== Supplied records ==
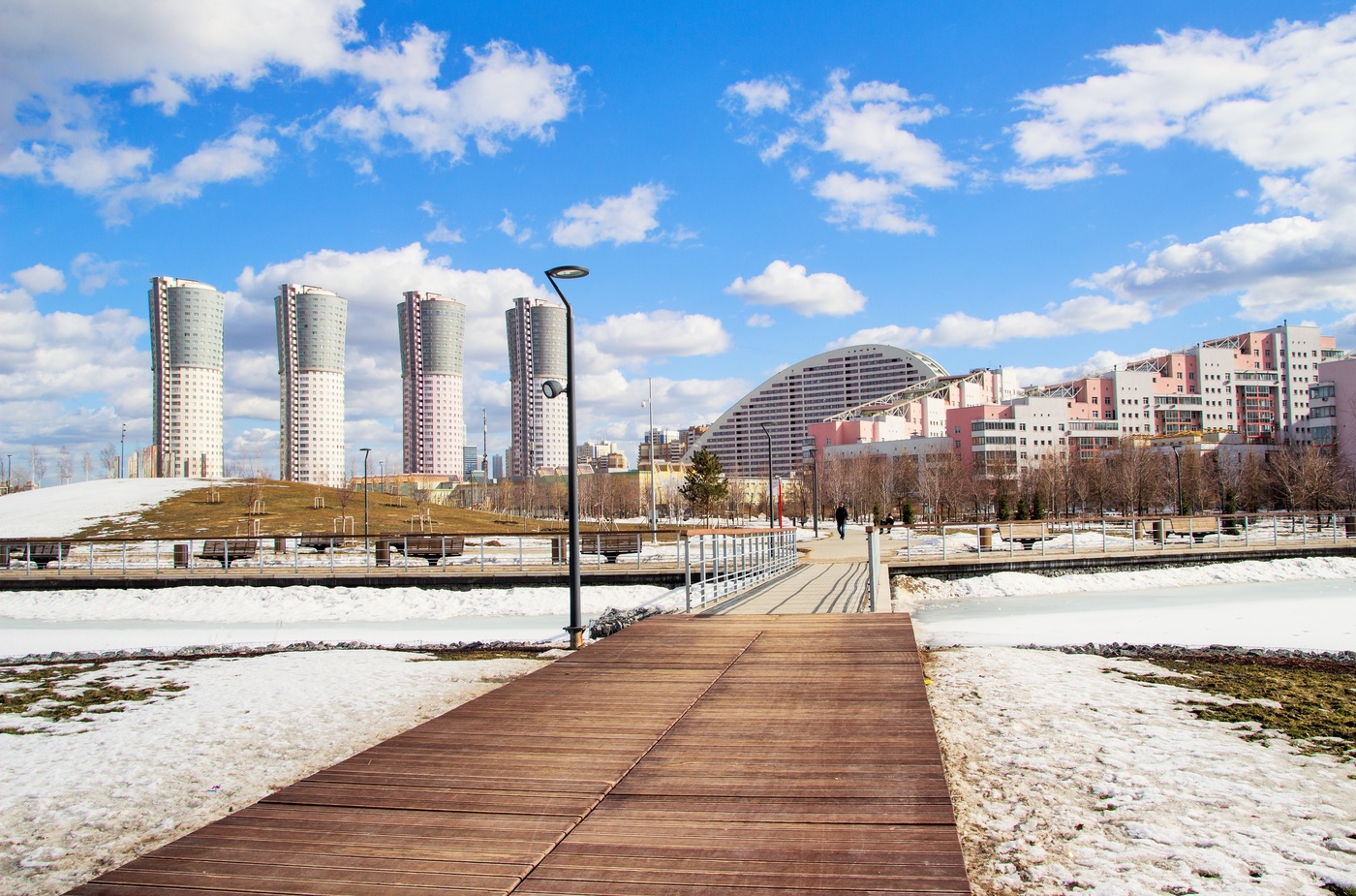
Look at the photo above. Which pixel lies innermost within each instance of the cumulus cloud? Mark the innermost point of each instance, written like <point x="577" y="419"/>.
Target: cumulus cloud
<point x="648" y="335"/>
<point x="790" y="286"/>
<point x="868" y="126"/>
<point x="756" y="97"/>
<point x="1081" y="315"/>
<point x="68" y="377"/>
<point x="1281" y="102"/>
<point x="616" y="220"/>
<point x="40" y="278"/>
<point x="58" y="95"/>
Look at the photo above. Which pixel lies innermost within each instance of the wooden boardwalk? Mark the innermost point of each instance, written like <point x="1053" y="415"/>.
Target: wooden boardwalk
<point x="819" y="587"/>
<point x="738" y="756"/>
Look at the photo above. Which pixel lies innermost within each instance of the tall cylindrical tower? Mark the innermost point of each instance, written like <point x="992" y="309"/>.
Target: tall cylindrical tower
<point x="311" y="363"/>
<point x="433" y="332"/>
<point x="186" y="347"/>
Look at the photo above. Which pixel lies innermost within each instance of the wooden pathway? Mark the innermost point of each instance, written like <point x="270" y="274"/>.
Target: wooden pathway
<point x="819" y="587"/>
<point x="738" y="756"/>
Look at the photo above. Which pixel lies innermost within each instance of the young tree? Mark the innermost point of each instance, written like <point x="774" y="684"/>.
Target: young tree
<point x="705" y="484"/>
<point x="64" y="465"/>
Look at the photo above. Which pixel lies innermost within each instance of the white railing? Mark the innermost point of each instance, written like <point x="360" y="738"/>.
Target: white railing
<point x="723" y="562"/>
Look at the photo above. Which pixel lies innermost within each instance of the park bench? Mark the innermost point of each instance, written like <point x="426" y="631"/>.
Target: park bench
<point x="1193" y="528"/>
<point x="431" y="548"/>
<point x="227" y="550"/>
<point x="606" y="543"/>
<point x="40" y="553"/>
<point x="1027" y="532"/>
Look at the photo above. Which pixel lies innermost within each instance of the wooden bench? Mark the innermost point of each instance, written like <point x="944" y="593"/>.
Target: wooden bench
<point x="227" y="550"/>
<point x="1193" y="528"/>
<point x="431" y="548"/>
<point x="1027" y="532"/>
<point x="606" y="543"/>
<point x="40" y="553"/>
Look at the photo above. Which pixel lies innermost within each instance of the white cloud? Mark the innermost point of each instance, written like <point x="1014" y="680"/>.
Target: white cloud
<point x="756" y="97"/>
<point x="240" y="155"/>
<point x="1082" y="315"/>
<point x="94" y="272"/>
<point x="510" y="230"/>
<point x="789" y="286"/>
<point x="871" y="126"/>
<point x="655" y="335"/>
<point x="619" y="220"/>
<point x="443" y="234"/>
<point x="58" y="94"/>
<point x="40" y="278"/>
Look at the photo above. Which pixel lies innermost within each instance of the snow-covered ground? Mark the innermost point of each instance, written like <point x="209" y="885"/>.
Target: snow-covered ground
<point x="1283" y="603"/>
<point x="37" y="623"/>
<point x="65" y="510"/>
<point x="1066" y="776"/>
<point x="87" y="796"/>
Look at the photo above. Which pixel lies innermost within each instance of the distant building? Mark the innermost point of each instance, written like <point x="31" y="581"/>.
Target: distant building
<point x="311" y="366"/>
<point x="536" y="354"/>
<point x="186" y="349"/>
<point x="803" y="393"/>
<point x="431" y="343"/>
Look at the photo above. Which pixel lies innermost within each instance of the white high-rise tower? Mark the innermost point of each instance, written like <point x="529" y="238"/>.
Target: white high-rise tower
<point x="431" y="339"/>
<point x="311" y="356"/>
<point x="186" y="325"/>
<point x="536" y="354"/>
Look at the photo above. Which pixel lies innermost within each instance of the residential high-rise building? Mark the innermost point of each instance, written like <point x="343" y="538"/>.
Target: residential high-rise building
<point x="186" y="324"/>
<point x="536" y="354"/>
<point x="311" y="363"/>
<point x="433" y="332"/>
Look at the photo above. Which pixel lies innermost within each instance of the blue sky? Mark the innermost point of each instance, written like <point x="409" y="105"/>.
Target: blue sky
<point x="1051" y="187"/>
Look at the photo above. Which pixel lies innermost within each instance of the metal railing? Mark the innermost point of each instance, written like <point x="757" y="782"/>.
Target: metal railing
<point x="1114" y="536"/>
<point x="723" y="562"/>
<point x="328" y="555"/>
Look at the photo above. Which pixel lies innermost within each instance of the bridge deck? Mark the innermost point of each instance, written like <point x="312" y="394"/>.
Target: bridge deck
<point x="813" y="587"/>
<point x="729" y="757"/>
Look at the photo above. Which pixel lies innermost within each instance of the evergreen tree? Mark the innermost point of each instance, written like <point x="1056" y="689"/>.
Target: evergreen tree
<point x="704" y="484"/>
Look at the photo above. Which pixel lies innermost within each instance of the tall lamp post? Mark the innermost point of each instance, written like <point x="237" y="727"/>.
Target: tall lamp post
<point x="769" y="472"/>
<point x="1177" y="457"/>
<point x="650" y="441"/>
<point x="814" y="476"/>
<point x="366" y="487"/>
<point x="551" y="389"/>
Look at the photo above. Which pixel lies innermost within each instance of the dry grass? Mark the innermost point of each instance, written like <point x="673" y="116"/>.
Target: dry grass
<point x="289" y="509"/>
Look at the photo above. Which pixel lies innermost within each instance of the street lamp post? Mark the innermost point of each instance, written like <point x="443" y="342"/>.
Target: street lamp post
<point x="551" y="389"/>
<point x="1177" y="457"/>
<point x="366" y="487"/>
<point x="769" y="472"/>
<point x="650" y="440"/>
<point x="814" y="467"/>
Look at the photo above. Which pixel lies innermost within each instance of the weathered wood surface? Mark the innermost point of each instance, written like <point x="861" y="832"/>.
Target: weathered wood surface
<point x="728" y="757"/>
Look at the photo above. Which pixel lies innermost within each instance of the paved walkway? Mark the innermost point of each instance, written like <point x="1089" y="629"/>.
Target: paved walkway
<point x="738" y="756"/>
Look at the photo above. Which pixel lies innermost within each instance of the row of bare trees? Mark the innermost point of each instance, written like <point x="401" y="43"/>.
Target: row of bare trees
<point x="1129" y="480"/>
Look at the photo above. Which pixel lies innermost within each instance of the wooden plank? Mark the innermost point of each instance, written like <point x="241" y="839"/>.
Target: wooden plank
<point x="731" y="756"/>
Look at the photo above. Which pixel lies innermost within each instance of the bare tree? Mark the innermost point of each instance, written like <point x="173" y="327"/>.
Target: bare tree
<point x="38" y="465"/>
<point x="64" y="465"/>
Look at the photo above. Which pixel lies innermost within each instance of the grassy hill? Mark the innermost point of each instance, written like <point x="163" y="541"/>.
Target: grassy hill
<point x="291" y="508"/>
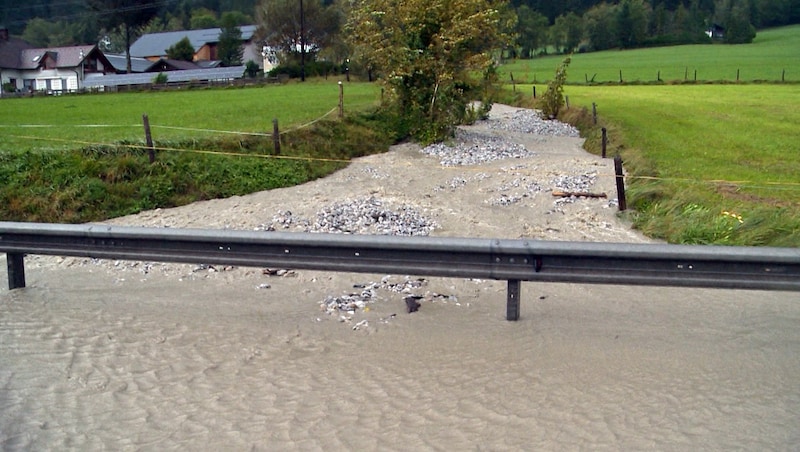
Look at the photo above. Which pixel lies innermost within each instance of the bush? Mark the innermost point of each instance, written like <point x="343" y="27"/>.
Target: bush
<point x="553" y="98"/>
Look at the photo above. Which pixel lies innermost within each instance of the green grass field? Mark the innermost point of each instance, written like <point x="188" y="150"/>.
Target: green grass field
<point x="773" y="56"/>
<point x="66" y="122"/>
<point x="707" y="163"/>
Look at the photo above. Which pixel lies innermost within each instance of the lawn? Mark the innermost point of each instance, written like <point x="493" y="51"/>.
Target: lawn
<point x="63" y="122"/>
<point x="701" y="152"/>
<point x="771" y="57"/>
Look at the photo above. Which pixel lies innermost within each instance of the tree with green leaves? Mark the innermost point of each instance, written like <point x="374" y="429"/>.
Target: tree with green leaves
<point x="230" y="50"/>
<point x="181" y="50"/>
<point x="126" y="15"/>
<point x="632" y="23"/>
<point x="429" y="52"/>
<point x="553" y="99"/>
<point x="531" y="30"/>
<point x="283" y="28"/>
<point x="600" y="24"/>
<point x="571" y="26"/>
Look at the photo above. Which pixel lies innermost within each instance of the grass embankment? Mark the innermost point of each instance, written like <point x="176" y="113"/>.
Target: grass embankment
<point x="113" y="176"/>
<point x="69" y="122"/>
<point x="771" y="57"/>
<point x="707" y="164"/>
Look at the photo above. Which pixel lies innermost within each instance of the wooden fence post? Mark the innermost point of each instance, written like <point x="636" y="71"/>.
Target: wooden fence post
<point x="16" y="270"/>
<point x="341" y="100"/>
<point x="148" y="138"/>
<point x="604" y="141"/>
<point x="623" y="205"/>
<point x="276" y="137"/>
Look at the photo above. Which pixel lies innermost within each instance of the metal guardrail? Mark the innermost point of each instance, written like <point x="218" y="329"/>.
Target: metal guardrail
<point x="510" y="260"/>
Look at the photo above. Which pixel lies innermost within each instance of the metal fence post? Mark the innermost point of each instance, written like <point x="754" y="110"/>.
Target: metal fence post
<point x="512" y="305"/>
<point x="16" y="270"/>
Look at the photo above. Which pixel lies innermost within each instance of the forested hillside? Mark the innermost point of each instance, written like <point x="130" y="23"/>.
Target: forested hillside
<point x="543" y="26"/>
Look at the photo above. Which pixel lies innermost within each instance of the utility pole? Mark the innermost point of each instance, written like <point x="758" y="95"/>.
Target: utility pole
<point x="302" y="44"/>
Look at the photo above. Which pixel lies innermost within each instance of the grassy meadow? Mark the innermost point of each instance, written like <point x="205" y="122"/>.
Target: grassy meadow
<point x="65" y="122"/>
<point x="85" y="161"/>
<point x="772" y="57"/>
<point x="706" y="163"/>
<point x="711" y="162"/>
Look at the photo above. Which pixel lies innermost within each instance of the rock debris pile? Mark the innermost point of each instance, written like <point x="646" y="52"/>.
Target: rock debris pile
<point x="348" y="304"/>
<point x="529" y="121"/>
<point x="368" y="215"/>
<point x="474" y="148"/>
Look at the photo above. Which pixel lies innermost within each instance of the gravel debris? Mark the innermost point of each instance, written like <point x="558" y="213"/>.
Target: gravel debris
<point x="474" y="148"/>
<point x="345" y="306"/>
<point x="531" y="122"/>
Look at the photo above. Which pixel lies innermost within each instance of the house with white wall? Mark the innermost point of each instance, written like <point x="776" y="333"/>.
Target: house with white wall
<point x="53" y="70"/>
<point x="153" y="46"/>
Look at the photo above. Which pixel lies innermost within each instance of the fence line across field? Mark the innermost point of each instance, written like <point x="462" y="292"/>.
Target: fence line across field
<point x="760" y="268"/>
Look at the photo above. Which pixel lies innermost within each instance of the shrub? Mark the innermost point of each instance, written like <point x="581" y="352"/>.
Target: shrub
<point x="553" y="98"/>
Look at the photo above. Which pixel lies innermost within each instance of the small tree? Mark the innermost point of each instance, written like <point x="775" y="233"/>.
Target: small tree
<point x="739" y="29"/>
<point x="553" y="98"/>
<point x="181" y="50"/>
<point x="251" y="69"/>
<point x="429" y="53"/>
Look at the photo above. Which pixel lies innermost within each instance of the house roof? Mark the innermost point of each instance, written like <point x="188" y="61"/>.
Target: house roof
<point x="121" y="65"/>
<point x="167" y="64"/>
<point x="63" y="56"/>
<point x="224" y="73"/>
<point x="156" y="44"/>
<point x="10" y="51"/>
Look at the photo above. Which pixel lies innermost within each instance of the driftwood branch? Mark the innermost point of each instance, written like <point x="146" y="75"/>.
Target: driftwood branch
<point x="578" y="194"/>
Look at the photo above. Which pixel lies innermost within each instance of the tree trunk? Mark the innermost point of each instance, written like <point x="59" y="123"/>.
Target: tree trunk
<point x="128" y="48"/>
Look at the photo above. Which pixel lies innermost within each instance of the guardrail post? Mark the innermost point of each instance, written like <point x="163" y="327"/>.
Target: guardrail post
<point x="512" y="305"/>
<point x="16" y="270"/>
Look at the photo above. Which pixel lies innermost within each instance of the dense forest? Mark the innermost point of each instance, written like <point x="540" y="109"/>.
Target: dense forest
<point x="543" y="26"/>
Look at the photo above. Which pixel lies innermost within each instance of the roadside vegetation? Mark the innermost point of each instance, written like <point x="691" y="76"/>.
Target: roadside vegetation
<point x="73" y="174"/>
<point x="707" y="162"/>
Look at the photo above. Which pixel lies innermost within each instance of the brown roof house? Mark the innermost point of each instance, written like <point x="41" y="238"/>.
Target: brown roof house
<point x="153" y="46"/>
<point x="53" y="70"/>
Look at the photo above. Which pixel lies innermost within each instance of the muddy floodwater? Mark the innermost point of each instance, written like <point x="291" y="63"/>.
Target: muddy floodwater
<point x="92" y="361"/>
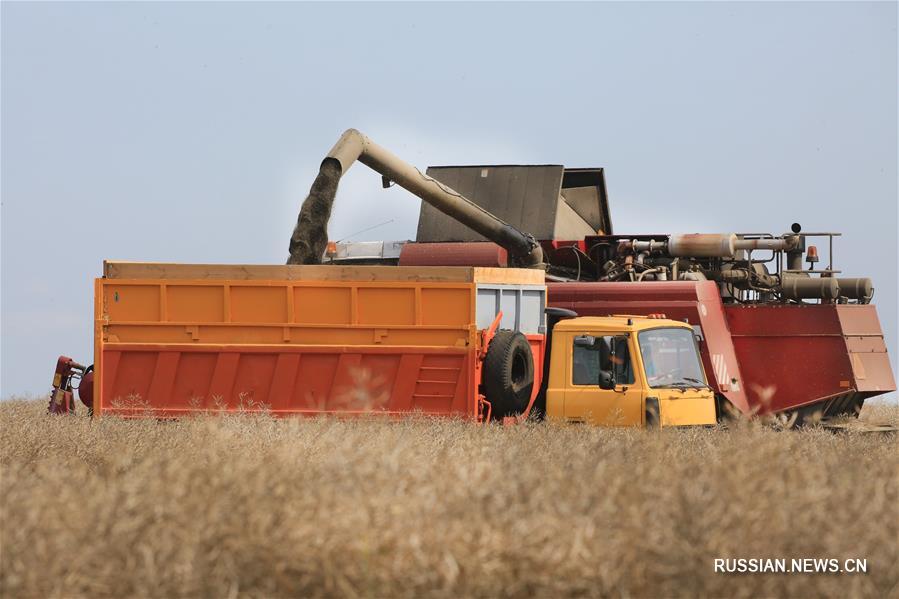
===
• **Exercise goal**
Give only the lines from the one holding "Target: grassy meadow" through the one holding "of the gravel", each restated exactly as it appears above.

• **Task output**
Target: grassy meadow
<point x="65" y="122"/>
<point x="85" y="161"/>
<point x="772" y="57"/>
<point x="706" y="163"/>
<point x="711" y="162"/>
Look at the photo above. Which pixel lies innermost within each instance of the rock debris pile? Mark the innermost point of each instance, written like <point x="646" y="52"/>.
Target: rock debris pile
<point x="348" y="304"/>
<point x="529" y="121"/>
<point x="368" y="215"/>
<point x="474" y="148"/>
Look at the photo above. Which pixel lies innermost within each instance of the gravel debris? Mark the innermost point of each instance, written like <point x="558" y="213"/>.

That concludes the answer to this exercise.